• _YOUR INSTRUCTIONS_: Reproduce the records below verbatim, preserving every line and its order.

-- Start of PROVIDED RECORDS --

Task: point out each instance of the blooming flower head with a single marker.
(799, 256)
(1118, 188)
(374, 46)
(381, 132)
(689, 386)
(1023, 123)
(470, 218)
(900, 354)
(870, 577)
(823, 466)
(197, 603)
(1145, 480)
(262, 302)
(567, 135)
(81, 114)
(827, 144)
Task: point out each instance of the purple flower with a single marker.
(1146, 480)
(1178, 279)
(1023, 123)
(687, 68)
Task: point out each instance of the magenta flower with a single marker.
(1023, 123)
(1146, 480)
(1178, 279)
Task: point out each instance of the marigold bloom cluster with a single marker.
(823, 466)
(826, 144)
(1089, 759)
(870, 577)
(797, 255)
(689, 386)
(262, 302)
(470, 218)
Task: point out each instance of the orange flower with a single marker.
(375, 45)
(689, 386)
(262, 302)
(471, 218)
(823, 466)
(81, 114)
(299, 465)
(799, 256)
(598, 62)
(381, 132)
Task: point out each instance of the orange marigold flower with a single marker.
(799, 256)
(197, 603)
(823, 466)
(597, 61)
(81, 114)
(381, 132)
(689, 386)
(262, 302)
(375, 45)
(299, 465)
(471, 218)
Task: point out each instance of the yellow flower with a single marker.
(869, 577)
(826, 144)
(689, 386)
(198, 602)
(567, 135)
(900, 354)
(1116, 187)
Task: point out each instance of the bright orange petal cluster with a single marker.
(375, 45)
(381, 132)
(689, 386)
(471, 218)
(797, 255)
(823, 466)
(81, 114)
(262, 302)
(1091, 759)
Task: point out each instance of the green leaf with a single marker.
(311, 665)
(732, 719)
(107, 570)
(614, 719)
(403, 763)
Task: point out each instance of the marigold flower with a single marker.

-- End of PROVIDED RECORDS --

• _THE ANSWER_:
Task: point out each instance of the blooming flower head with a single marker.
(799, 256)
(1118, 188)
(374, 46)
(381, 132)
(689, 386)
(1023, 123)
(470, 218)
(900, 354)
(870, 577)
(823, 466)
(197, 603)
(1145, 480)
(262, 302)
(567, 135)
(81, 114)
(827, 144)
Task: point out each instance of the purple flower with a single marker.
(1146, 480)
(1178, 279)
(1023, 123)
(687, 68)
Task: point out each instance of the magenta flower with a single marker.
(1023, 123)
(1146, 480)
(1178, 279)
Task: point out each instance of the marigold bloom cluster with a single marker.
(823, 466)
(826, 144)
(1089, 759)
(870, 577)
(797, 255)
(689, 386)
(262, 302)
(470, 218)
Task: point out each instance of the orange flower with a single marker.
(375, 45)
(689, 386)
(262, 302)
(471, 218)
(823, 466)
(81, 114)
(299, 465)
(799, 256)
(598, 62)
(381, 132)
Task: point out each instance of the orange marigold flower with a single marker.
(799, 256)
(197, 603)
(823, 466)
(597, 61)
(81, 114)
(381, 132)
(689, 386)
(262, 302)
(375, 45)
(299, 465)
(471, 218)
Task: point out each instance of the yellow flower with a single marker.
(869, 577)
(826, 144)
(689, 386)
(198, 602)
(567, 135)
(900, 354)
(1116, 187)
Task: point out each instance of the bright orange petal cluster with a single marker.
(375, 45)
(381, 132)
(689, 386)
(471, 218)
(797, 255)
(823, 466)
(81, 114)
(262, 302)
(1091, 759)
Task: point out each instance of the green leaf with a single marker.
(311, 665)
(732, 719)
(107, 570)
(614, 719)
(403, 763)
Task: point out each instance of the marigold flower with a single marker.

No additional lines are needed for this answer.